[Task goal]
Copy the items from the beginning through the line containing "(1143, 680)", inclusive, substituting "dot" for every occurrence of "marker" and changing nothing else.

[Material to process]
((
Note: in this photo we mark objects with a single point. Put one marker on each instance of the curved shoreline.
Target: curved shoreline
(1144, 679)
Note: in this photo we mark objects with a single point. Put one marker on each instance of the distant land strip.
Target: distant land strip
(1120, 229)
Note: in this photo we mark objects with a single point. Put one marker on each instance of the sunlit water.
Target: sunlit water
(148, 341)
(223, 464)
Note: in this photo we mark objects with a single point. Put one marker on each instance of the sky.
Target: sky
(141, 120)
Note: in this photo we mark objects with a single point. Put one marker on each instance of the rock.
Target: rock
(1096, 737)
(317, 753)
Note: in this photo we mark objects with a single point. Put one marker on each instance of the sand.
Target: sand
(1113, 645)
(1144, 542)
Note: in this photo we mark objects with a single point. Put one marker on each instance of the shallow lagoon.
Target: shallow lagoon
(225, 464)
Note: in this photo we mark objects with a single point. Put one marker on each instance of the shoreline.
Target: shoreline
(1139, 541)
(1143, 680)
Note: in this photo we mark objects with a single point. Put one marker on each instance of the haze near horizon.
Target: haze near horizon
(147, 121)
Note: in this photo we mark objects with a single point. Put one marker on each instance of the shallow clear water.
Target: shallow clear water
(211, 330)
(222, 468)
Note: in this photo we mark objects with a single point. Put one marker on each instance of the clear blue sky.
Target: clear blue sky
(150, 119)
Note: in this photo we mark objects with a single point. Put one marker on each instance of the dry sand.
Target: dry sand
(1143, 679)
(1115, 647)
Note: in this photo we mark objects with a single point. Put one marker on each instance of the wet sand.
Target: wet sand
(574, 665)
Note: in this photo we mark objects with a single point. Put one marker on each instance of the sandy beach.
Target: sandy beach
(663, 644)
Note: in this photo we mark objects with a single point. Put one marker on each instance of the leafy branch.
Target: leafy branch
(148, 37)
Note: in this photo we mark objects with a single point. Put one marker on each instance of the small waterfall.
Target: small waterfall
))
[Worked answer]
Note: in this photo we mark objects with a single point. Put one dot on each instance of the curved shoreline.
Target: curved shoreline
(1144, 679)
Note: in this photo we mark objects with a single point. Put one dot on each instance of the distant land strip.
Target: distant land strip
(1120, 229)
Note: in this photo we mark objects with a single point. Put one dot on each instance of the sunlit water.
Target: sunlit water
(148, 341)
(223, 464)
Note: in this photo we mark objects with a single point. Put one dot on each instance of the sky.
Target: sky
(141, 120)
Note: in this photo we mark objects with a single point. Put one dot on each instance of the rock.
Target: rock
(1096, 737)
(317, 753)
Note: in this photo we mark objects with a single point. Put one dot on each instance of the sand.
Target: sand
(1113, 645)
(1144, 542)
Note: in this photo we mark objects with a single point. Put one dot on each instance of the shallow lagoon.
Target: shallow lagoon
(225, 464)
Note: in this photo we mark objects with a single point. Put one dot on each instance of the shoreline.
Target: shoreline
(1139, 541)
(1143, 680)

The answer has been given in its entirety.